**WORK TO DO:**
Could you turn the listing below, from its first line up to and including the line with "(1055, 216)", into a Markdown table with the columns No. and Line, leaving out blank lines?

[Location identification items]
(begin)
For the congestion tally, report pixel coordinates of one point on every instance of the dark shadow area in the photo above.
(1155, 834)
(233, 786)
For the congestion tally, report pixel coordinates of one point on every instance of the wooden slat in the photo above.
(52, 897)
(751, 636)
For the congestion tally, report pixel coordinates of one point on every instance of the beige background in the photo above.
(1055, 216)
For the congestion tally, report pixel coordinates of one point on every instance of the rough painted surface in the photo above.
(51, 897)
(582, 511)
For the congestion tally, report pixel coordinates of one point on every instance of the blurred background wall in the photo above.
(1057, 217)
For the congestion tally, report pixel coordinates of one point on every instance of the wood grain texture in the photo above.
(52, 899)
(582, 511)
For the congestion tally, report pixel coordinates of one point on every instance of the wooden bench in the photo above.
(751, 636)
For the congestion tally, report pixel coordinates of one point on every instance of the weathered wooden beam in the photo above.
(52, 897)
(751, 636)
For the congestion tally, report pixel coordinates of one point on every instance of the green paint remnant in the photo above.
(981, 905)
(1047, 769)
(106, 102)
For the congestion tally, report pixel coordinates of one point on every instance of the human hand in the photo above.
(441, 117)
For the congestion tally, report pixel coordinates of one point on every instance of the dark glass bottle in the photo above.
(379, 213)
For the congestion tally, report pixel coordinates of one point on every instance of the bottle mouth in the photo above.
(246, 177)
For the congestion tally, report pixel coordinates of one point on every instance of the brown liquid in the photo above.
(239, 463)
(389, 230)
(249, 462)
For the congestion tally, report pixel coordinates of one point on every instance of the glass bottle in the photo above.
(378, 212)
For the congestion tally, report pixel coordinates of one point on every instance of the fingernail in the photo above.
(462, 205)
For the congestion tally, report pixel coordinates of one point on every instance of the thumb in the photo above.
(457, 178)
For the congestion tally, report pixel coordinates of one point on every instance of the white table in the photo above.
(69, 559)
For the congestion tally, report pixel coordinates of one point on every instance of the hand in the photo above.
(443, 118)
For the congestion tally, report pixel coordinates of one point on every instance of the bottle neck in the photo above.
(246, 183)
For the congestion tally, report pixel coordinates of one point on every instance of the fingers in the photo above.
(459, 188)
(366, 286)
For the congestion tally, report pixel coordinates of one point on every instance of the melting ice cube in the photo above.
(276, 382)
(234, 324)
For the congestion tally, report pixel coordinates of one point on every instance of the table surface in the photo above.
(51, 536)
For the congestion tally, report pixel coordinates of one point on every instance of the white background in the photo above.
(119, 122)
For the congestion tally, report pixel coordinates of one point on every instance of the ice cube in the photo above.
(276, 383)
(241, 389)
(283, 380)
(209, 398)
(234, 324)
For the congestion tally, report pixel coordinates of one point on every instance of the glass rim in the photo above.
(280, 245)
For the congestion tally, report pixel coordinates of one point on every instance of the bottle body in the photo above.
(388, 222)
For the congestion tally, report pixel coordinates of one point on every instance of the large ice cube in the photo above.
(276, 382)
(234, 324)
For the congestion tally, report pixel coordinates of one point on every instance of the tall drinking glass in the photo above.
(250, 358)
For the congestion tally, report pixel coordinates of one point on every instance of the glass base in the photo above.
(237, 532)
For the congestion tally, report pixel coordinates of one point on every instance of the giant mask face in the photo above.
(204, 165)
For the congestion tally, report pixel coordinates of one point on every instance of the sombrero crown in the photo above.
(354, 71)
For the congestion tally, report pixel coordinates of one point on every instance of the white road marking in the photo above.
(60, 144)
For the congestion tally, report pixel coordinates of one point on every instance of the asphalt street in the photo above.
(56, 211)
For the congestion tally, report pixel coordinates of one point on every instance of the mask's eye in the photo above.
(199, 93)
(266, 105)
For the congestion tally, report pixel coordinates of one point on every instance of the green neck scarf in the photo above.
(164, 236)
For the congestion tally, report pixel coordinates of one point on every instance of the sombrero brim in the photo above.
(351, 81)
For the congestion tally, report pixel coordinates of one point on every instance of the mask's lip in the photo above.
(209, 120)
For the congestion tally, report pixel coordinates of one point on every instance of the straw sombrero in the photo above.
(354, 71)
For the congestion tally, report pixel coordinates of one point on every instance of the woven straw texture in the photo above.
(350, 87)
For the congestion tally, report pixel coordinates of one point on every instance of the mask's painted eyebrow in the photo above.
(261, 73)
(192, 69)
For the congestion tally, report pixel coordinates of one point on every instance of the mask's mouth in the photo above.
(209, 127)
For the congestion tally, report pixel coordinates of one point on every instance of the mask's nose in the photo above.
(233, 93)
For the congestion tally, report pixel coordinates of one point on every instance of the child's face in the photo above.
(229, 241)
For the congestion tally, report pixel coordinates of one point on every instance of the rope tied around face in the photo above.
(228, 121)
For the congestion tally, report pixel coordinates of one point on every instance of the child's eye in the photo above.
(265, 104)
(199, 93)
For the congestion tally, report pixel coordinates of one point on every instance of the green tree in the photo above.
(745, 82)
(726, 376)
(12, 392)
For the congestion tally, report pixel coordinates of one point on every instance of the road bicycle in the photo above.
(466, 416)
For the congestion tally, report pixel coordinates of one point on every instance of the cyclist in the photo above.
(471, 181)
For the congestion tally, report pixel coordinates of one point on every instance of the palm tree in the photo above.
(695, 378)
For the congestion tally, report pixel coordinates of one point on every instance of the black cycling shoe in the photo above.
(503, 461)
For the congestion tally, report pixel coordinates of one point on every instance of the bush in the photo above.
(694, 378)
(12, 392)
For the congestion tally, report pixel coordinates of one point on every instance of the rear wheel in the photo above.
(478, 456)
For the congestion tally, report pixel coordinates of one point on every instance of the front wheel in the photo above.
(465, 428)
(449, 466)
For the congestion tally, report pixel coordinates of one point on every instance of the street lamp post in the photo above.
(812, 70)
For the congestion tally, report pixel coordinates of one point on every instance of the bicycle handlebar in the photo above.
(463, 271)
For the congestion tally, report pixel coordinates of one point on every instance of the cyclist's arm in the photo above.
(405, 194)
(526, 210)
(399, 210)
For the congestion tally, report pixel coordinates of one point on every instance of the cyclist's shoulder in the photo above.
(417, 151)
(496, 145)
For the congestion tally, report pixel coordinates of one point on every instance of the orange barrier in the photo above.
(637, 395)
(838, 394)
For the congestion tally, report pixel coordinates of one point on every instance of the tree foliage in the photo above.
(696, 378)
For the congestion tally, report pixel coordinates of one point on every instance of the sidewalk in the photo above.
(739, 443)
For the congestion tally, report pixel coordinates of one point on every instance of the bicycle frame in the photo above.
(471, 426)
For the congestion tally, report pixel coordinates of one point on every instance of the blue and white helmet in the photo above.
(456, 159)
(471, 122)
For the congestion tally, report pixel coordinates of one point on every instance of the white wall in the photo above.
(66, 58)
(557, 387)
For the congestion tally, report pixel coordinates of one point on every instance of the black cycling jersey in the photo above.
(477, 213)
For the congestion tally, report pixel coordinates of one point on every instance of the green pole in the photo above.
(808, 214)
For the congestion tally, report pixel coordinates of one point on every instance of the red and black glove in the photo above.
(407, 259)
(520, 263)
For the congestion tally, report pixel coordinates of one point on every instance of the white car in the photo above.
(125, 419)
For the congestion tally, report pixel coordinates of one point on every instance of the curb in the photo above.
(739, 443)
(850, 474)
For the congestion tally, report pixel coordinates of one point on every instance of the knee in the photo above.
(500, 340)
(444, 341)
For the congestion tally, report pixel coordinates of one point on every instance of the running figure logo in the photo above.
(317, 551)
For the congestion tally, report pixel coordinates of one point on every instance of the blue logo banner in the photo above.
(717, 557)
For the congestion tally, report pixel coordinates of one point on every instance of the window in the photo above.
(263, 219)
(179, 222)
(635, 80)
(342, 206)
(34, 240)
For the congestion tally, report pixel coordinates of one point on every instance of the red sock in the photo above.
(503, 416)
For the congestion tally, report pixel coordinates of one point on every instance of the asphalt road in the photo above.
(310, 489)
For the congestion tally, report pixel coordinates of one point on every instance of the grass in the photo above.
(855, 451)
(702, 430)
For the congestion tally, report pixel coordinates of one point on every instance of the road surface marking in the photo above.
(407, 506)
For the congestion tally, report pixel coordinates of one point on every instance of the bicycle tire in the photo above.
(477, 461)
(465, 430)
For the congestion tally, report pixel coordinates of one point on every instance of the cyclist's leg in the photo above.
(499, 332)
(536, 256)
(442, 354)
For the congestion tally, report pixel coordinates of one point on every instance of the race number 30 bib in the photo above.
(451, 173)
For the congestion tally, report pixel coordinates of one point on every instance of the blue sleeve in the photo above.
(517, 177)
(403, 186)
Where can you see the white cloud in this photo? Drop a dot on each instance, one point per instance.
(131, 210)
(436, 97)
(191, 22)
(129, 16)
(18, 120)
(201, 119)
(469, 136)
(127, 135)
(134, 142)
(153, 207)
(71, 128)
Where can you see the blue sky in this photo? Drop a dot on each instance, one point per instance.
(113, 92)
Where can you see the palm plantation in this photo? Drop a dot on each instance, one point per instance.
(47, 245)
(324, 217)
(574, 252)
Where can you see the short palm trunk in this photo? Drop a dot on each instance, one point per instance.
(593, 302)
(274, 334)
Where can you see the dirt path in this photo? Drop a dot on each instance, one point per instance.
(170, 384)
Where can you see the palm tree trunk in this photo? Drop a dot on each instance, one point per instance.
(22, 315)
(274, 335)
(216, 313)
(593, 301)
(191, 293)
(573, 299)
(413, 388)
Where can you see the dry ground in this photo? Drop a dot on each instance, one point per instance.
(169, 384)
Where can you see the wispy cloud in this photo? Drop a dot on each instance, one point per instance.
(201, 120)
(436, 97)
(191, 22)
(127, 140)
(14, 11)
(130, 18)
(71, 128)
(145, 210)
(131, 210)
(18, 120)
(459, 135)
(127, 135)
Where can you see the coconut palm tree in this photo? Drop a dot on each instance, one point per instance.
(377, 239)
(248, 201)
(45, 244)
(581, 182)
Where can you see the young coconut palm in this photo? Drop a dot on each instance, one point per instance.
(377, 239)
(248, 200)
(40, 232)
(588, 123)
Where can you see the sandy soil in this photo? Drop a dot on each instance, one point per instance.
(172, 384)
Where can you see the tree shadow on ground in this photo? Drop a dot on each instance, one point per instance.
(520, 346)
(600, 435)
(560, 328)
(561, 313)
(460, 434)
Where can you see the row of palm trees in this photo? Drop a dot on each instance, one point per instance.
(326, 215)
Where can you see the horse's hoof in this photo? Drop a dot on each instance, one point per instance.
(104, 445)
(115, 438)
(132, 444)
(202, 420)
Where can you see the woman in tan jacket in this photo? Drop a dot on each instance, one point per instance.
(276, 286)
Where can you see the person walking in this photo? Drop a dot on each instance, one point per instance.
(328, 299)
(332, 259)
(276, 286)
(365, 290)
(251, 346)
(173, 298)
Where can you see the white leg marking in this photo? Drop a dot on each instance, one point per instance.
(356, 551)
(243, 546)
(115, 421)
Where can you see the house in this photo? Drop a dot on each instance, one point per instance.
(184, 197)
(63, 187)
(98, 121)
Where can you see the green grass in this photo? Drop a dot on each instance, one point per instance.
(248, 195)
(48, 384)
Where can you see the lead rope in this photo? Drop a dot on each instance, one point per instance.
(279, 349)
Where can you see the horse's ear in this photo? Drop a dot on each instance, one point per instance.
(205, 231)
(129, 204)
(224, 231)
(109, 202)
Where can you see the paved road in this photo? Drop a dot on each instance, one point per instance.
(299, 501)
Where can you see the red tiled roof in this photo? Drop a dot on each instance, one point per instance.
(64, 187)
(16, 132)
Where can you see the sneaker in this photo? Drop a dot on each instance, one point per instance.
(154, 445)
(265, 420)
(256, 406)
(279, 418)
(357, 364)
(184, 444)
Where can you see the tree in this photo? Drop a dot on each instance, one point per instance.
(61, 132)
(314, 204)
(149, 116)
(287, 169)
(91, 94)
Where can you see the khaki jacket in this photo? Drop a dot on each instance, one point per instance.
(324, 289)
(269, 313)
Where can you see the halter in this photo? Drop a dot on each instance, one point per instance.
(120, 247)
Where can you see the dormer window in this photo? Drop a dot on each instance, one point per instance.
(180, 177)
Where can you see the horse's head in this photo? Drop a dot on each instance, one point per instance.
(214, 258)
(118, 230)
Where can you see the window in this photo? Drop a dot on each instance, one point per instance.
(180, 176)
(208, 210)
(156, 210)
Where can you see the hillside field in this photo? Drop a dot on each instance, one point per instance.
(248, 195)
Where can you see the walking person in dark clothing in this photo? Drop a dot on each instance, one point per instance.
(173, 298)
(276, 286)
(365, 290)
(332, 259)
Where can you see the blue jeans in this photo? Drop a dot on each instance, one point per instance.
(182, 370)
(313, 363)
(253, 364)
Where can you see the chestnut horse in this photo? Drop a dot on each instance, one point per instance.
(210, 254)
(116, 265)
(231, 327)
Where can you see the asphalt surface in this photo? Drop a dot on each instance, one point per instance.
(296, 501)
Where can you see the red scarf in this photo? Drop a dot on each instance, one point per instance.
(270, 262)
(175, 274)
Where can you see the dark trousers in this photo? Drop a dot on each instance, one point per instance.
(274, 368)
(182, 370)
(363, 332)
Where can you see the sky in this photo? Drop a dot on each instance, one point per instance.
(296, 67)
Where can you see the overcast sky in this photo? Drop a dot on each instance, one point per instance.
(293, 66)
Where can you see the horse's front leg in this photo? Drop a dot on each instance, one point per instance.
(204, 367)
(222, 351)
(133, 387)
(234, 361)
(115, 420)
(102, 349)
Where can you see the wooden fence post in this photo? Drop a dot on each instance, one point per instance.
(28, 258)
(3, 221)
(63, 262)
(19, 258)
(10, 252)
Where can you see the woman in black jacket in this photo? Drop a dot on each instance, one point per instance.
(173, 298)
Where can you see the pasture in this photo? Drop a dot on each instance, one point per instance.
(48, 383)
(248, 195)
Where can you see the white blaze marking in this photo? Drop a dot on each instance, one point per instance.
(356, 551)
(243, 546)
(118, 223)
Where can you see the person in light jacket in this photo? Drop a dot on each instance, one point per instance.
(end)
**OUTPUT OF THE TASK:**
| No. | Line |
|---|---|
| 1 | For the congestion tally, report pixel coordinates of one point on every instance of the dark shadow area in the photo above. |
| 2 | (1155, 834) |
| 3 | (233, 786) |
| 4 | For the congestion tally, report pixel coordinates of one point on every instance of the wooden slat in the photo above. |
| 5 | (52, 897) |
| 6 | (751, 636) |
| 7 | For the congestion tally, report pixel coordinates of one point on every instance of the beige background in the photo above. |
| 8 | (1055, 216) |